━━━ 제공 데이터

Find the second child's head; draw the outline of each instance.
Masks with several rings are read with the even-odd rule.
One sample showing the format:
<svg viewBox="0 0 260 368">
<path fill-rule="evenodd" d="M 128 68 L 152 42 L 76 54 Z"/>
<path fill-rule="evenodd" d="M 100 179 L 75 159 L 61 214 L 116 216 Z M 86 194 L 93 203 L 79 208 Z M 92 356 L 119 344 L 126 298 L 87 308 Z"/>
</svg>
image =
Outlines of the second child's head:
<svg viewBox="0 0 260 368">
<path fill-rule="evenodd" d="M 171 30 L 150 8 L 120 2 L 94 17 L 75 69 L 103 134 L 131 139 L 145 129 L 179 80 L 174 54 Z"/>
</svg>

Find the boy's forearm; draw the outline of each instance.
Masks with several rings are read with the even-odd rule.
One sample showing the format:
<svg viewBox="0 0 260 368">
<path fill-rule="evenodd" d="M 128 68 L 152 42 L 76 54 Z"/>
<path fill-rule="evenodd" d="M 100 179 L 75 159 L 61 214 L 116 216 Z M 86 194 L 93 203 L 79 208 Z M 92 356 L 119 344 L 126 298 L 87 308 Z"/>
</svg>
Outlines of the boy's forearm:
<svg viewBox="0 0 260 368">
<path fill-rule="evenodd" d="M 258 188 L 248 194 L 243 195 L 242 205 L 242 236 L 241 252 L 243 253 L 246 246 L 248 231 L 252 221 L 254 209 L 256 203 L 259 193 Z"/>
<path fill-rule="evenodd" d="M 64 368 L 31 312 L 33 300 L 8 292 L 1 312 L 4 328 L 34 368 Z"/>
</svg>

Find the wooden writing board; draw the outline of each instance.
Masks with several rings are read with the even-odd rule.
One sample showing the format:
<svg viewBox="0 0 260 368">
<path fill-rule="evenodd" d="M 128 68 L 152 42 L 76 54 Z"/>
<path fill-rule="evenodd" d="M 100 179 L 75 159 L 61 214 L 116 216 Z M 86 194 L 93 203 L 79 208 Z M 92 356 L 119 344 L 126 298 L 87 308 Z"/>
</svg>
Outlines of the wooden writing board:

━━━━━━

위의 기록을 처음부터 끝까지 한 글자도 바꾸지 말고 그대로 다시 적어 주세요.

## 전체 출력
Find the second child's head; draw the outline of each instance.
Masks with several rings are read with the even-odd rule.
One sample showing the format:
<svg viewBox="0 0 260 368">
<path fill-rule="evenodd" d="M 128 68 L 152 42 L 76 54 Z"/>
<path fill-rule="evenodd" d="M 100 179 L 75 159 L 61 214 L 116 216 Z M 86 194 L 93 203 L 79 208 Z M 92 356 L 119 344 L 126 298 L 87 308 Z"/>
</svg>
image =
Outlines of the second child's head:
<svg viewBox="0 0 260 368">
<path fill-rule="evenodd" d="M 171 30 L 150 8 L 120 2 L 94 17 L 75 69 L 103 134 L 131 139 L 145 129 L 179 80 L 174 54 Z"/>
</svg>

Find the boy's forearm; draw the outline of each instance.
Masks with several rings are read with the even-odd rule.
One sample showing the format:
<svg viewBox="0 0 260 368">
<path fill-rule="evenodd" d="M 128 68 L 152 42 L 76 54 Z"/>
<path fill-rule="evenodd" d="M 100 179 L 75 159 L 61 214 L 116 216 Z M 86 194 L 93 203 L 79 208 Z M 92 356 L 119 344 L 126 298 L 87 308 Z"/>
</svg>
Outlines of the boy's forearm:
<svg viewBox="0 0 260 368">
<path fill-rule="evenodd" d="M 258 188 L 248 194 L 243 195 L 242 205 L 242 236 L 241 252 L 243 253 L 246 246 L 248 231 L 252 221 L 254 209 L 256 203 L 259 193 Z"/>
<path fill-rule="evenodd" d="M 64 368 L 31 312 L 33 300 L 8 292 L 1 312 L 4 328 L 34 368 Z"/>
</svg>

Find the wooden writing board; draw the outline of each instance.
Masks with several rings are read with the even-odd rule.
One sample showing the format:
<svg viewBox="0 0 260 368">
<path fill-rule="evenodd" d="M 128 68 L 152 42 L 76 54 Z"/>
<path fill-rule="evenodd" d="M 100 179 L 75 159 L 61 214 L 116 216 Z M 86 194 L 93 203 L 79 208 Z M 92 356 L 119 344 L 126 298 L 87 308 Z"/>
</svg>
Outlines of the wooden writing board:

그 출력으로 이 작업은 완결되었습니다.